→ **TEXT**:
★ ★ ★ ★ ★ ★ ★
Description
Page: https://www.elastic.co/docs/reference/integrations/endpoint
We want to update the Elastic Defend integration page to align more with current features and
Resources
https://www.elastic.co/docs/reference/integrations/endpoint
updated text:
Elastic Defend integration
Elastic Defend provides endpoint security capabilities including prevention, detection, investigation, and response for Windows, macOS, and Linux hosts. It protects endpoints while collecting high-fidelity system telemetry.
This telemetry is analyzed within Elastic’s security analytics platform, allowing security teams to monitor endpoint activity and investigate threats as part of their broader security operations workflows. Elastic Defend forms a core component of Elastic Security’s XDR capabilities.
With Elastic Defend, teams can:
- Prevent malware, ransomware, and behavioral threats
- Detect advanced attacker techniques using high-fidelity endpoint telemetry
- Investigate threats with full process, file, and network visibility
- Respond quickly with integrated response actions
- Correlate endpoint activity with cloud, network, and identity telemetry with Elastic Security XDR
How Elastic Defend powers XDR
Elastic Defend supports Elastic Security’s XDR capabilities by feeding deep endpoint telemetry into Elastic’s security analytics platform. Because endpoint data is stored alongside cloud, identity, and network telemetry, security teams can correlate activity across domains and detect attacks that span multiple systems.
★ ★ ★ ★ ★ ★ ★
Output the Elastic Defend text in full, word for word. The records come from a different source than the Elastic Defend text.

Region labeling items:
★ ★ ★ ★ ★ ★ ★
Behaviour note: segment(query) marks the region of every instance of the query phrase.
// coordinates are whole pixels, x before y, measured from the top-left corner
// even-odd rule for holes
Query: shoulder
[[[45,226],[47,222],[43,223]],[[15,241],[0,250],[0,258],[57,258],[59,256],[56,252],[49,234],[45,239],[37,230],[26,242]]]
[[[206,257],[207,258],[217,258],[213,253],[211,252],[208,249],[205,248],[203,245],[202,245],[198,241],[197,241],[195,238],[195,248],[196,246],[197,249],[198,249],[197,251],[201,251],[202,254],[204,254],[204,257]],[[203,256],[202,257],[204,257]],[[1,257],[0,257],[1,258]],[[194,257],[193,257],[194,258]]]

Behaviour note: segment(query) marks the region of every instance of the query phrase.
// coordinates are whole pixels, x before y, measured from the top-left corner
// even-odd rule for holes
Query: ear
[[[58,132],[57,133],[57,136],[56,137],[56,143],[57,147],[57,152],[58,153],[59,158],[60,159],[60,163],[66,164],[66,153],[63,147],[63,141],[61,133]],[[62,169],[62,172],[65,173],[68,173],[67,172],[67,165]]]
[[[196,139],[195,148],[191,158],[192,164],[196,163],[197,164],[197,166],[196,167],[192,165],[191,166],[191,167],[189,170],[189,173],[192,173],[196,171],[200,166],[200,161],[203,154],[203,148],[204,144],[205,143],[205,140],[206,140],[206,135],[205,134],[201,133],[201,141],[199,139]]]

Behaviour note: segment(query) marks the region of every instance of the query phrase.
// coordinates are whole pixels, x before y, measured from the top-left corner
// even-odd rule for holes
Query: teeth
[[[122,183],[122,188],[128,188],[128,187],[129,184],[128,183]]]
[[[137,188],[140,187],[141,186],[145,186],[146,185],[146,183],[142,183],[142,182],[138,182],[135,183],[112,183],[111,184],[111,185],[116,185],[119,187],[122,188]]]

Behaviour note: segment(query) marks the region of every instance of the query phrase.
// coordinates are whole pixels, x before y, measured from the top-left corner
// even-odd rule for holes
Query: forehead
★ ★ ★ ★ ★ ★ ★
→ **EXERCISE RESPONSE**:
Description
Page: https://www.elastic.co/docs/reference/integrations/endpoint
We want to update the Elastic Defend integration page to align more with current features and
Resources
https://www.elastic.co/docs/reference/integrations/endpoint
updated text:
Elastic Defend integration
Elastic Defend provides endpoint security capabilities including prevention, detection, investigation, and response for Windows, macOS, and Linux hosts. It protects endpoints while collecting high-fidelity system telemetry.
This telemetry is analyzed within Elastic’s security analytics platform, allowing security teams to monitor endpoint activity and investigate threats as part of their broader security operations workflows. Elastic Defend forms a core component of Elastic Security’s XDR capabilities.
With Elastic Defend, teams can:
- Prevent malware, ransomware, and behavioral threats
- Detect advanced attacker techniques using high-fidelity endpoint telemetry
- Investigate threats with full process, file, and network visibility
- Respond quickly with integrated response actions
- Correlate endpoint activity with cloud, network, and identity telemetry with Elastic Security XDR
How Elastic Defend powers XDR
Elastic Defend supports Elastic Security’s XDR capabilities by feeding deep endpoint telemetry into Elastic’s security analytics platform. Because endpoint data is stored alongside cloud, identity, and network telemetry, security teams can correlate activity across domains and detect attacks that span multiple systems.